- **Available data**:
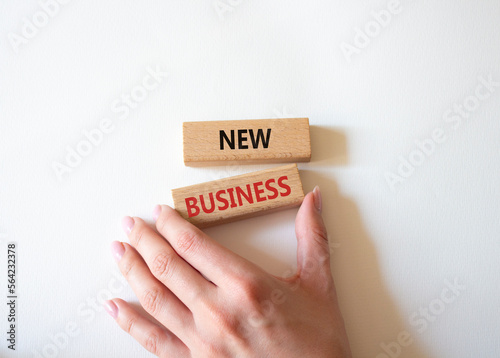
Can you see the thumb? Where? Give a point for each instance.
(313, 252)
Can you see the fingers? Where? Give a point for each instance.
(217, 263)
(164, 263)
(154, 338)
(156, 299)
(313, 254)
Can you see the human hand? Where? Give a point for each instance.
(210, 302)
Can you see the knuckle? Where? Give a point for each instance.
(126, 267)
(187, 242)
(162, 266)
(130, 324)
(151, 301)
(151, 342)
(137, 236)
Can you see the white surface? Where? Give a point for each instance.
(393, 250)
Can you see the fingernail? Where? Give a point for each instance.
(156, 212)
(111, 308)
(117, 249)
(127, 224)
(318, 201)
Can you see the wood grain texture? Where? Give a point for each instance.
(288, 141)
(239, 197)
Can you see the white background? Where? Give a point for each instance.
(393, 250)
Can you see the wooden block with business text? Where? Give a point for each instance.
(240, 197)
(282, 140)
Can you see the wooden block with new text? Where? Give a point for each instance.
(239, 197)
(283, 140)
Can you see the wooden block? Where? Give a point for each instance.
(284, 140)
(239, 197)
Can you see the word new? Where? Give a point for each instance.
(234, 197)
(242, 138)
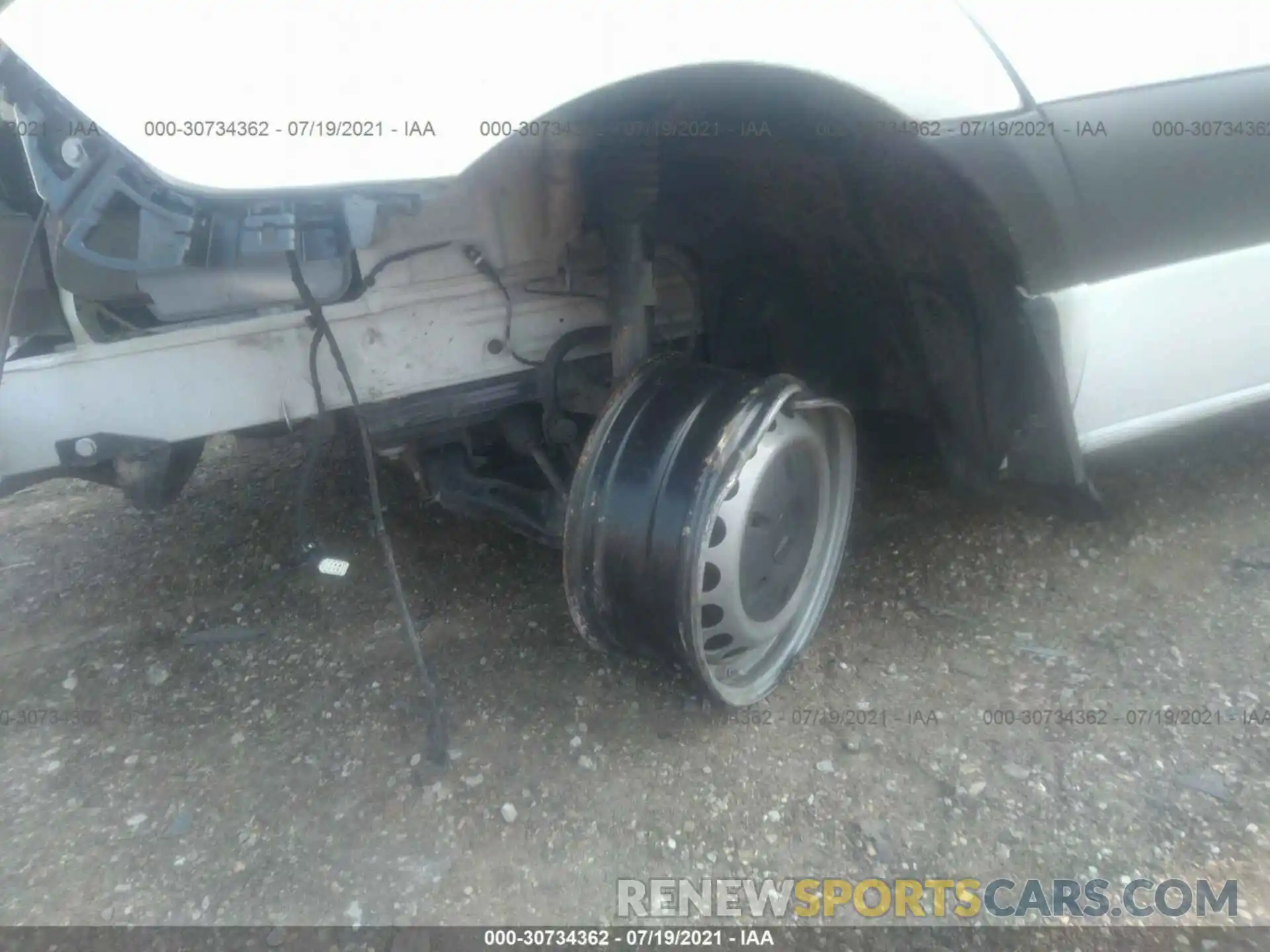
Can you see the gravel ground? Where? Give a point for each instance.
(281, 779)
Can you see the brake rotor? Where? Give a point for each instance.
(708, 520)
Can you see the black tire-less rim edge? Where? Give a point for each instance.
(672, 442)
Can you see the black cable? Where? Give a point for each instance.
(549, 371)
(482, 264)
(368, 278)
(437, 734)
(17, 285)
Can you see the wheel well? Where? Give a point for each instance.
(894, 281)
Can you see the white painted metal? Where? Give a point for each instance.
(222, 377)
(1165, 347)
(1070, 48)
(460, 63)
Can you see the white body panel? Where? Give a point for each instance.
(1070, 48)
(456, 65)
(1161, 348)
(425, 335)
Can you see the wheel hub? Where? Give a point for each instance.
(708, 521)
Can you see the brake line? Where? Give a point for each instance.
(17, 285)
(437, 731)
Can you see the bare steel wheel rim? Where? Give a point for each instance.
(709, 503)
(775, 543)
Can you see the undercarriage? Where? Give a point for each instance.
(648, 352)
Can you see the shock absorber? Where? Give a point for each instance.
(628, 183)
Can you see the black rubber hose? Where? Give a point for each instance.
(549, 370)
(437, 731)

- **Direction**:
Return the material word for word, starting at the line that contains "Can you see the wheel well?" and ending with the final line, with both of those lines included.

- **Exercise output**:
Can you see the wheel well? Where? Give a point for each instance.
(894, 281)
Can you see the white painted metal? Where? Give a point for each instance.
(222, 377)
(1165, 347)
(1070, 48)
(460, 63)
Can you see the white body panel? Where? Give a point for each instance.
(1070, 48)
(456, 65)
(1161, 348)
(425, 335)
Can you see the wheel hub? Where? Give a point for each instance.
(708, 521)
Can you see the brake line? Where? Give a point for each instance.
(17, 285)
(437, 731)
Can you see the bare steel wheel rim? Where? Give a point for each instance.
(709, 503)
(775, 543)
Can you see the undercarriage? Where? Give a point for each instance.
(648, 352)
Can you see the shock absorber? Where? Give a point for each instance.
(628, 183)
Can you see the black rubber hose? Where? Give a point for each instance.
(549, 370)
(437, 731)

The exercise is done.